● **Your assignment**
From the entries below, write out exactly the lines between the line holding "I'd really appreciate it if you could find every round" and the line holding "outbuilding visible here.", inclusive, excluding any pictures.

● **Data for this exercise**
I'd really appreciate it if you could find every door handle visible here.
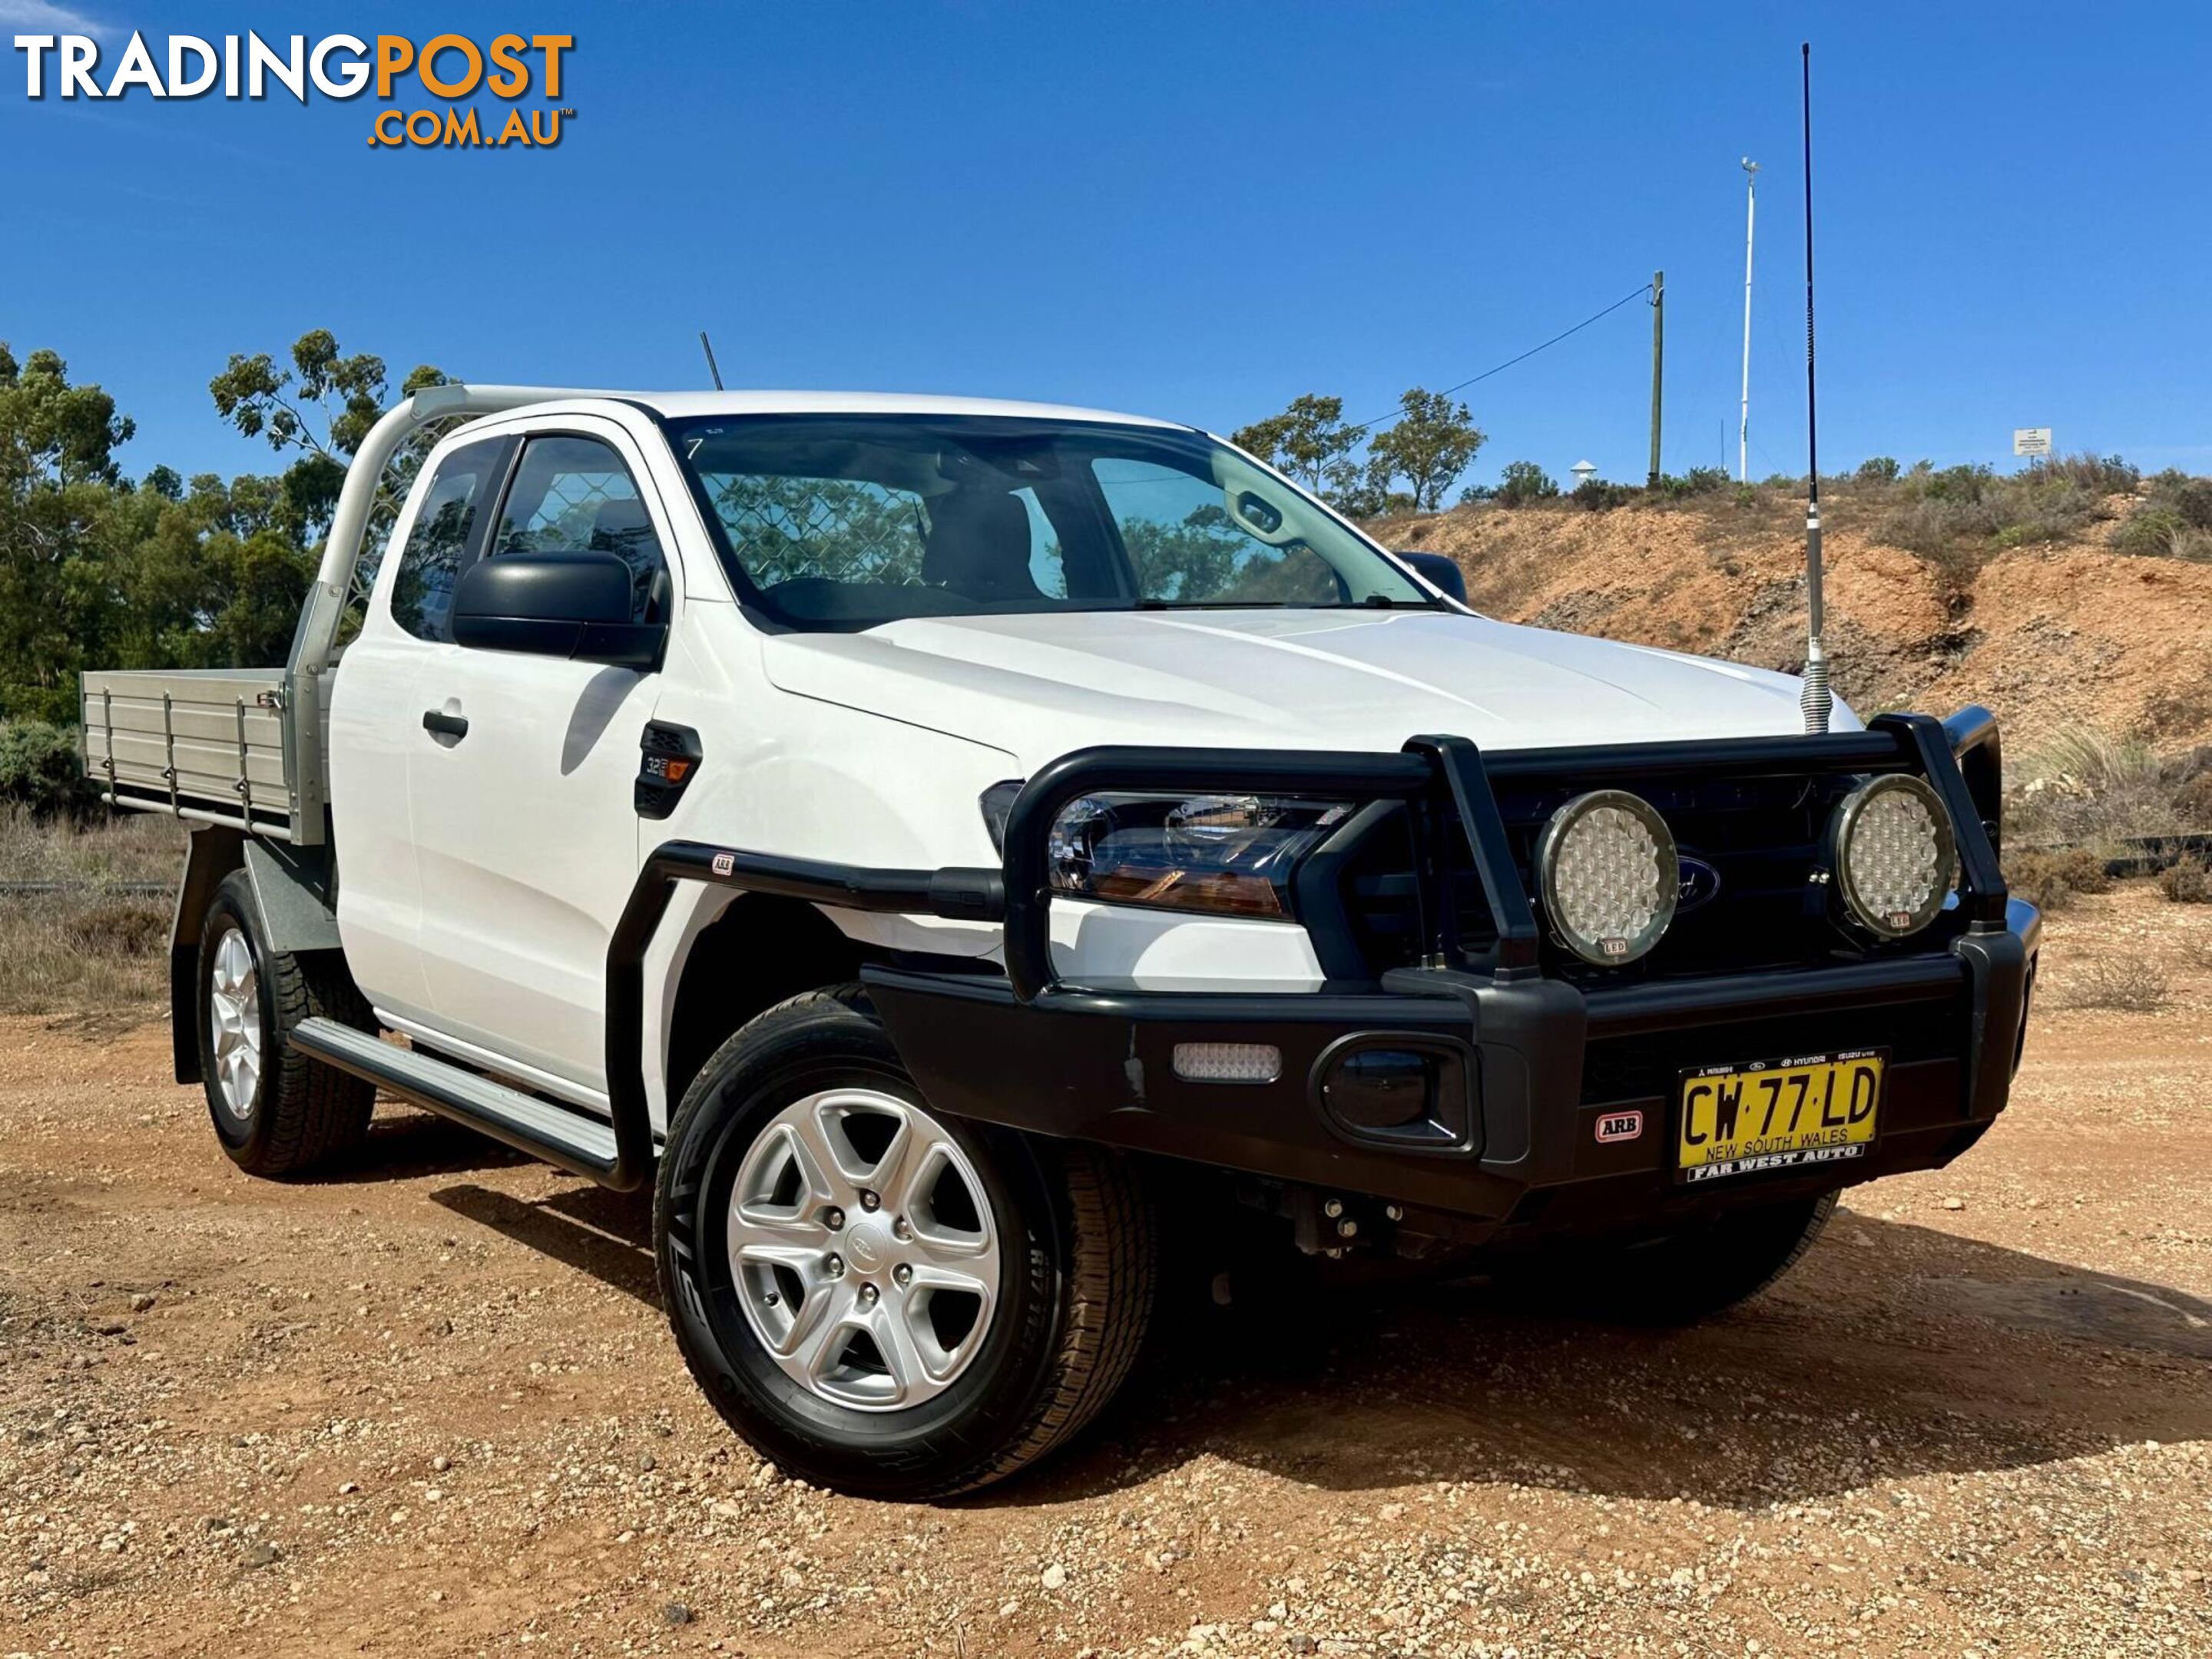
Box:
[422,710,469,740]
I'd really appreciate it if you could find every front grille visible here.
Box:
[1335,757,1963,983]
[1577,993,1968,1106]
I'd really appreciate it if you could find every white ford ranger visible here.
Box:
[81,385,2038,1498]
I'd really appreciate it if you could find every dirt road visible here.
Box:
[4,890,2209,1657]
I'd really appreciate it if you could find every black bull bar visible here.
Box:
[591,709,2034,1227]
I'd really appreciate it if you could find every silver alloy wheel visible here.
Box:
[727,1088,1001,1412]
[207,925,263,1121]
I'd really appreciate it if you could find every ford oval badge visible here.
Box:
[1677,856,1723,913]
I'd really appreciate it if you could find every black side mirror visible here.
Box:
[1396,550,1468,605]
[452,554,664,670]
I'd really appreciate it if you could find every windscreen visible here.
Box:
[665,415,1429,628]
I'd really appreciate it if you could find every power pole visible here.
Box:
[1739,161,1759,482]
[1647,270,1664,488]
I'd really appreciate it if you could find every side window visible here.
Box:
[389,438,505,642]
[490,435,668,623]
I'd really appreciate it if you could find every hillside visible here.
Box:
[1394,498,2212,754]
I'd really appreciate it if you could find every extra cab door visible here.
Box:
[329,430,515,1031]
[403,419,680,1098]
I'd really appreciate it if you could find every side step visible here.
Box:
[290,1017,624,1184]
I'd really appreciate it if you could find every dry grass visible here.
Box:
[0,805,184,884]
[2008,728,2206,848]
[2004,846,2113,912]
[2055,955,2172,1012]
[0,810,182,1013]
[0,892,171,1012]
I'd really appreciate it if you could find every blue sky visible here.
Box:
[5,1,2209,488]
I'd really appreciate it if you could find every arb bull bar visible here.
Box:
[602,710,2037,1237]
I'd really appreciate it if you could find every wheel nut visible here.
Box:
[858,1283,879,1307]
[1383,1204,1404,1222]
[893,1263,913,1288]
[824,1253,845,1278]
[892,1216,912,1240]
[1323,1197,1345,1220]
[823,1206,845,1231]
[1336,1217,1359,1240]
[859,1189,882,1212]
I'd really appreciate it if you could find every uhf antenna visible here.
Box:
[699,329,724,391]
[1798,41,1833,735]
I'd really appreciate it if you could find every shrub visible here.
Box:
[1492,460,1560,507]
[1988,478,2101,547]
[2112,506,2212,562]
[2152,475,2212,530]
[2175,770,2212,827]
[1856,456,1901,483]
[2058,958,2171,1012]
[2037,452,2139,495]
[0,685,81,725]
[2160,857,2212,903]
[1922,462,1993,502]
[0,722,88,821]
[1875,495,2000,557]
[1571,478,1636,512]
[2005,846,2112,911]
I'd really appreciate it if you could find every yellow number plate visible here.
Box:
[1676,1050,1885,1184]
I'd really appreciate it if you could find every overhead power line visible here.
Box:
[1353,280,1657,429]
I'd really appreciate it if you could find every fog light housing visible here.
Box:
[1535,790,1679,966]
[1324,1048,1434,1130]
[1829,774,1956,938]
[1172,1041,1282,1084]
[1313,1035,1475,1151]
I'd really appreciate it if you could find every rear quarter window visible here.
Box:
[389,439,507,642]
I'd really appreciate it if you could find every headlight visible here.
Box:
[1045,793,1352,919]
[1830,775,1955,937]
[1536,790,1679,965]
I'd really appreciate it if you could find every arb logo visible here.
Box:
[1594,1110,1644,1144]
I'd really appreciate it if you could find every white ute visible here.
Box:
[83,385,2038,1497]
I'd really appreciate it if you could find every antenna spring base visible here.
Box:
[1800,654,1833,735]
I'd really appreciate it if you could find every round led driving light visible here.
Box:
[1831,774,1956,938]
[1535,790,1679,966]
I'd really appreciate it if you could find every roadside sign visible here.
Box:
[2013,427,2052,458]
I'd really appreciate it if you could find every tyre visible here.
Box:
[655,985,1155,1498]
[1505,1191,1837,1326]
[197,869,376,1177]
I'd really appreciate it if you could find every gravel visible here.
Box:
[1,889,2207,1656]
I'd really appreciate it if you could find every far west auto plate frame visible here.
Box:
[1674,1047,1888,1185]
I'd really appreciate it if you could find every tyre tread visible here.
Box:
[205,872,375,1177]
[657,982,1156,1498]
[935,1141,1155,1495]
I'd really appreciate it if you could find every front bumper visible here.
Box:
[608,707,2035,1240]
[864,896,2039,1242]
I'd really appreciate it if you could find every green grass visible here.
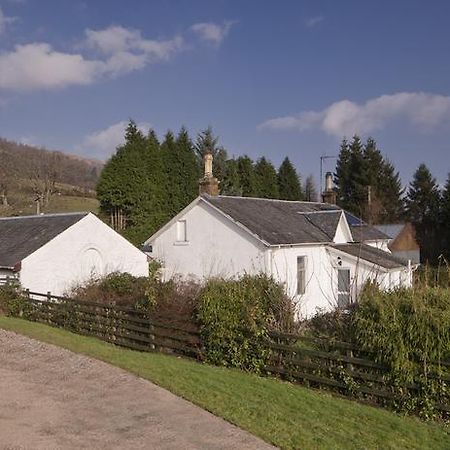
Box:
[1,316,449,450]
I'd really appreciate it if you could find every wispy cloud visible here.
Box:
[77,120,151,159]
[305,16,324,28]
[191,20,237,45]
[0,6,16,34]
[259,92,450,137]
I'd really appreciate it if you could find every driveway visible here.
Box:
[0,330,275,449]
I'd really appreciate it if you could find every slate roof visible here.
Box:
[204,195,343,245]
[344,212,390,242]
[332,243,408,269]
[0,212,88,269]
[375,224,405,240]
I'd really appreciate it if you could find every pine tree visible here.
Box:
[277,157,303,200]
[406,164,442,263]
[335,136,404,223]
[304,175,318,202]
[221,159,242,195]
[237,155,257,197]
[176,127,201,207]
[97,120,170,245]
[254,157,279,199]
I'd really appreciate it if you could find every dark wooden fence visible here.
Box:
[10,289,450,415]
[22,291,202,359]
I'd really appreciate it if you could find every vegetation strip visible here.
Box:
[1,316,449,450]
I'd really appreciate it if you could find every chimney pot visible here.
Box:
[199,150,219,196]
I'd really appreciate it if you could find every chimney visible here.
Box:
[322,172,337,204]
[199,150,219,196]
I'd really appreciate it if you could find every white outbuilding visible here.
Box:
[0,212,148,295]
[144,156,415,319]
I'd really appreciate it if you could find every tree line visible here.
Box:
[97,122,318,245]
[97,121,449,263]
[334,135,450,263]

● **Task output**
I'd really appreciate it if you could find every round led driving light visible here.
Box:
[1831,774,1956,938]
[1535,790,1679,966]
I'd really appreciate it if you could find every roadside sign visible here.
Box:
[2013,427,2052,458]
I'd really appreciate it if you could find every tyre visible here.
Box:
[655,985,1155,1498]
[1505,1191,1837,1326]
[197,869,376,1177]
I'd really appreciate it if you could find every gravel visible here.
Box:
[1,889,2207,1656]
I'd really appreciate it if you could find every far west auto plate frame visible here.
Box:
[1674,1047,1888,1185]
I'd really appreciate it if you could find every tyre tread visible here.
Box:
[205,872,375,1177]
[657,982,1156,1498]
[935,1141,1155,1495]
I'd really appreciate it if you could find every front bumper visible here.
Box:
[608,707,2035,1240]
[864,896,2039,1242]
I'd really appreciate it if you could find every green grass visible here.
Box:
[1,316,449,450]
I'd really appreciate it if you could find every wispy cloud visible here.
Box:
[77,120,151,159]
[305,16,324,28]
[191,20,237,45]
[0,6,16,34]
[259,92,450,137]
I'd really appreciate it if you could find every driveway visible here.
Box:
[0,330,275,449]
I'd really appreciate it if you could find every slate roof visible here.
Box:
[204,195,343,245]
[344,212,390,242]
[332,243,408,269]
[0,212,88,269]
[375,224,405,240]
I'd really appreciate it if you could find every pine tree visible here.
Box:
[277,157,303,200]
[406,164,442,263]
[335,136,404,223]
[304,175,318,202]
[221,159,242,195]
[237,155,257,197]
[176,127,201,207]
[97,120,170,245]
[254,157,279,199]
I'd really appreciate it if you could find every dark wooden fence visible here.
Box:
[10,289,450,415]
[22,291,202,359]
I'd really appreciate it if you could find every vegetation strip visible here.
Box:
[1,316,449,450]
I'd really appreciate it if you could find every chimney pot visible here.
Box:
[199,150,219,196]
I'd really appreciate it if you could find every chimney visible here.
Box:
[322,172,337,204]
[199,150,219,196]
I'd really appreciate it if you could find every white outbuilding visible here.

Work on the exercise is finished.